Short task:
Pull out the part of the material that starts with the line containing "Might I ask you to point at the trunk" and ends with the line containing "point(517, 200)", including both of those lines, and copy it word for word. Leave the pictures out of your answer.

Dataset excerpt

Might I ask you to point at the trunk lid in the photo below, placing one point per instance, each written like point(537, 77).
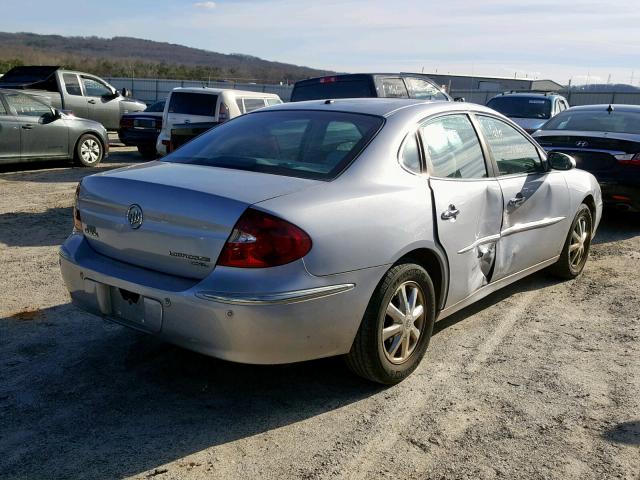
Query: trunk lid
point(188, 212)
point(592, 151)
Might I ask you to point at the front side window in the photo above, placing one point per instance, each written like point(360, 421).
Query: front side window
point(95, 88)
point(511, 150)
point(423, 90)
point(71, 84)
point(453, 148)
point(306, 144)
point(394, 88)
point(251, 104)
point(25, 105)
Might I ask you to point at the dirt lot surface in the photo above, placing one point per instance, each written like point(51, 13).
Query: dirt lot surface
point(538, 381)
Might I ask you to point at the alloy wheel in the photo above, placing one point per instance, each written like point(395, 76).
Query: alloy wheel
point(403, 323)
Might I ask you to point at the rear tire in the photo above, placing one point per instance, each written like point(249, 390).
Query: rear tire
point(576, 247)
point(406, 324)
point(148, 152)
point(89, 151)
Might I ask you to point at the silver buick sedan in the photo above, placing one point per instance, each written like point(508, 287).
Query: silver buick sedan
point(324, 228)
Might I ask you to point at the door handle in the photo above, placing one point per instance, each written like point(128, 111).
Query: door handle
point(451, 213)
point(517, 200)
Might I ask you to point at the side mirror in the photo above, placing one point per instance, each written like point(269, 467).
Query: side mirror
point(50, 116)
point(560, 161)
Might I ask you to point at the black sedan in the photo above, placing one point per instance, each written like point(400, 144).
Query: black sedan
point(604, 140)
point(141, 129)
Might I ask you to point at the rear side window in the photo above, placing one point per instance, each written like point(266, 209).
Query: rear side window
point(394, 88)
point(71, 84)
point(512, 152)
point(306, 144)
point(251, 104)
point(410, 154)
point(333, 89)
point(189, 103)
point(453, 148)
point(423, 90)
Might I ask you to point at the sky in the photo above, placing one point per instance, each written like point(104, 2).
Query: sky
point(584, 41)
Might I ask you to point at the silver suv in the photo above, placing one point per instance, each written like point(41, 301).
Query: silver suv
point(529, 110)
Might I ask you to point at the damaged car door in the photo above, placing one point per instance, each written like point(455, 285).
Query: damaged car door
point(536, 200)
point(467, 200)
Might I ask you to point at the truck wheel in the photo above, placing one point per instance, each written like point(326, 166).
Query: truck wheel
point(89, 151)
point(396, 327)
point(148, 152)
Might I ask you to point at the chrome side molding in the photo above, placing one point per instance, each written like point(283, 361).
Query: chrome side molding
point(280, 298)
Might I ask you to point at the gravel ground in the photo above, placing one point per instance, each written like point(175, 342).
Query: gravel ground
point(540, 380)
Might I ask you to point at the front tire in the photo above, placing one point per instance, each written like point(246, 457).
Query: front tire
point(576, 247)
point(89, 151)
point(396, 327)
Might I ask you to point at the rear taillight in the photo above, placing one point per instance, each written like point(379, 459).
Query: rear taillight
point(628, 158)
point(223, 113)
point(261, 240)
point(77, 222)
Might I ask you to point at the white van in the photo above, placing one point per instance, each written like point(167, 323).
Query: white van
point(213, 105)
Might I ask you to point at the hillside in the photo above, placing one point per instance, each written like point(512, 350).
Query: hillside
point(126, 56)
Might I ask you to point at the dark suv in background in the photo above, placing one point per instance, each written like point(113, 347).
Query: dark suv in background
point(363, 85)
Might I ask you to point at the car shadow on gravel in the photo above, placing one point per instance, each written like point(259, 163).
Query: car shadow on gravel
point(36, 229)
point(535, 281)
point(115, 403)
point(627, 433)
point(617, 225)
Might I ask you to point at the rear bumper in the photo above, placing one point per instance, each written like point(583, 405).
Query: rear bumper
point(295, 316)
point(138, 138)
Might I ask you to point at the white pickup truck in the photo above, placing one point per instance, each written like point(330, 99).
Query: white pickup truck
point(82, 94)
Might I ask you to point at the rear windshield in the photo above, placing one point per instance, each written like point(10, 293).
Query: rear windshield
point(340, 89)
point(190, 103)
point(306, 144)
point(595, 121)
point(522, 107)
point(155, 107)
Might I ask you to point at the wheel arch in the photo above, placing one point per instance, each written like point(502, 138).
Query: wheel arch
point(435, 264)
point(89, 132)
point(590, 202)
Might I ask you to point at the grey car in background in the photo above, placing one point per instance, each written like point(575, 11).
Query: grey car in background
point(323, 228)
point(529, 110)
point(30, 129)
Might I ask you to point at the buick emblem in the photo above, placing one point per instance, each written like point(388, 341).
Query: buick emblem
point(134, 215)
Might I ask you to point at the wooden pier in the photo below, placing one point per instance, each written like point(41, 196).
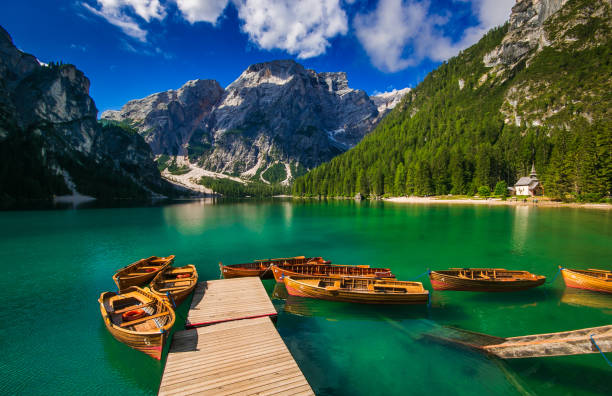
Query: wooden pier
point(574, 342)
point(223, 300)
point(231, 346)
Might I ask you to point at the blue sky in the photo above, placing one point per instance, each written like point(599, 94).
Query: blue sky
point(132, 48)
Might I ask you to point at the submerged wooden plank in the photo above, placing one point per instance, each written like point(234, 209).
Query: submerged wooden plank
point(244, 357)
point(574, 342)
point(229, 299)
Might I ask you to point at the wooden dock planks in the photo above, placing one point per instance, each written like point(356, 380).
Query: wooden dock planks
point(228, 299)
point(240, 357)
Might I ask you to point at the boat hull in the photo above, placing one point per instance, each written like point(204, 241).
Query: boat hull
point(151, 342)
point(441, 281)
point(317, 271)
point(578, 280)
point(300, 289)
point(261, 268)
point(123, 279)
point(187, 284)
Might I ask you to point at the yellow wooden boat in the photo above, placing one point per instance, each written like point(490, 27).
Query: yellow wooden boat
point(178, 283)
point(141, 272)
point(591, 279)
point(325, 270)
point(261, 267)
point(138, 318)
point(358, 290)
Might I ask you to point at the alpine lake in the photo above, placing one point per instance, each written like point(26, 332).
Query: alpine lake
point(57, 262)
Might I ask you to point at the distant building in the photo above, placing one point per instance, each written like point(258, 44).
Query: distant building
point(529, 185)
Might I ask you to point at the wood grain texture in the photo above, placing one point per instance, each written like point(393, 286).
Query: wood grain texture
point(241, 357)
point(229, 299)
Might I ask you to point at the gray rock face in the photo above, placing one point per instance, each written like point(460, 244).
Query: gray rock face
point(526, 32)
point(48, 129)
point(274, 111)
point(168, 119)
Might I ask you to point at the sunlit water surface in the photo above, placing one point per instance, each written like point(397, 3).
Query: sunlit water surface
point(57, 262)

--

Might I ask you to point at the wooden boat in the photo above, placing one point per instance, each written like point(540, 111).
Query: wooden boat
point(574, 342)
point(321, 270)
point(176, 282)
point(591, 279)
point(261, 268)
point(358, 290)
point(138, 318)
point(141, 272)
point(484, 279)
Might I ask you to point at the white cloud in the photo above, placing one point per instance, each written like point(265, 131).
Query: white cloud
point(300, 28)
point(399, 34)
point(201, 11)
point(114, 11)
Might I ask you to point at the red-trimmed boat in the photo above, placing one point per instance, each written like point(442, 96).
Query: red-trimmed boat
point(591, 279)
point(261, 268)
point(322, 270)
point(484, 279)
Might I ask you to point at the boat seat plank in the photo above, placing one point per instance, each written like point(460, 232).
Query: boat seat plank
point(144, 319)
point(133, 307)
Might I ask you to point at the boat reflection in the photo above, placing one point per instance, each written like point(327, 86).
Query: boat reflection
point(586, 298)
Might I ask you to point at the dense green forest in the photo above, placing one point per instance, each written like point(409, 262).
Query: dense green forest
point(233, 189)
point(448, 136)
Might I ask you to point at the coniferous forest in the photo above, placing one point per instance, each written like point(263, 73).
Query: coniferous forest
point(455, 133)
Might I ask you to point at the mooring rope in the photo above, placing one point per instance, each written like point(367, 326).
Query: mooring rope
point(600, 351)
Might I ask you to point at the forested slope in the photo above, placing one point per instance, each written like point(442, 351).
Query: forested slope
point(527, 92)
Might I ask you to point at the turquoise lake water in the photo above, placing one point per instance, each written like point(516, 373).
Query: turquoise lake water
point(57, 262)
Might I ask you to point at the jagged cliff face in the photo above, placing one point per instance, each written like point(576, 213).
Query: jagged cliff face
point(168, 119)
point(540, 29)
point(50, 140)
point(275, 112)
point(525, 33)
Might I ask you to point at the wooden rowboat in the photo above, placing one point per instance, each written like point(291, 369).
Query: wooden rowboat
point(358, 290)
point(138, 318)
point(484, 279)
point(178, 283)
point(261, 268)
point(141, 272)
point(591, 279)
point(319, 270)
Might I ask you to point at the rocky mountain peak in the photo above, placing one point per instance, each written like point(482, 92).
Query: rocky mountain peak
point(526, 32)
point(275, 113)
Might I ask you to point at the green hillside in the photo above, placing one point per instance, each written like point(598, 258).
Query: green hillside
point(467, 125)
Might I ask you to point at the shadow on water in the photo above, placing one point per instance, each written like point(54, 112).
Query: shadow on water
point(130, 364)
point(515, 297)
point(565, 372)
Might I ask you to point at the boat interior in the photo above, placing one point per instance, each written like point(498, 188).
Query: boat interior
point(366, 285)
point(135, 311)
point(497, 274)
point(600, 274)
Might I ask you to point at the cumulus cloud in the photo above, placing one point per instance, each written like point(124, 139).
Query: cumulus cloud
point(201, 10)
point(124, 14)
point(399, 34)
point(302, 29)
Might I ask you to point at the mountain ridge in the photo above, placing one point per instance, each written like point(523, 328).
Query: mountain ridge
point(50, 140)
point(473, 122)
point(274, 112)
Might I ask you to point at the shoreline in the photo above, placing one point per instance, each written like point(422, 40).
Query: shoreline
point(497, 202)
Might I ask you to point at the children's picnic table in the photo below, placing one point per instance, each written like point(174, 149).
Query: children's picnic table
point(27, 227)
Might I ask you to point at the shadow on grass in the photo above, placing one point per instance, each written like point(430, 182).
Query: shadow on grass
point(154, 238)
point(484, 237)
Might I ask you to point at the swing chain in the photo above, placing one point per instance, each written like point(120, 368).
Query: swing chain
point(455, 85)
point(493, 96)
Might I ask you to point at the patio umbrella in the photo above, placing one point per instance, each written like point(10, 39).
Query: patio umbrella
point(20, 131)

Result of this exercise:
Might I ask you to point at the trunk lid in the photo below, placing one point per instance, each written like point(537, 77).
Query: trunk lid
point(188, 212)
point(592, 151)
Might I ask you to point at the front side window in the photo above, placing one point per instance, each written like point(360, 421).
Query: front side window
point(95, 88)
point(511, 150)
point(423, 90)
point(71, 84)
point(453, 148)
point(306, 144)
point(394, 88)
point(251, 104)
point(25, 105)
Might I ask you to point at the dirt lot surface in the photo above, placing one point per instance, each written like point(51, 13).
Query: dirt lot surface
point(538, 381)
Might I ask you to point at the alloy wheel in the photo above, placing one point per instance, each written like point(395, 76).
Query: alloy wheel
point(403, 323)
Might I ask you to point at the rear tire in the photo above, placing one point per instance, each written like point(249, 390).
Query: rear tire
point(576, 247)
point(406, 324)
point(148, 152)
point(89, 151)
Might I ask you to point at the silver buick sedan in the photo above, placing one point per instance, each written like point(508, 287).
Query: silver buick sedan
point(324, 228)
Might I ask you to point at the door handle in the photo above, placing one point per instance, each written like point(128, 111).
Query: door handle
point(451, 213)
point(517, 200)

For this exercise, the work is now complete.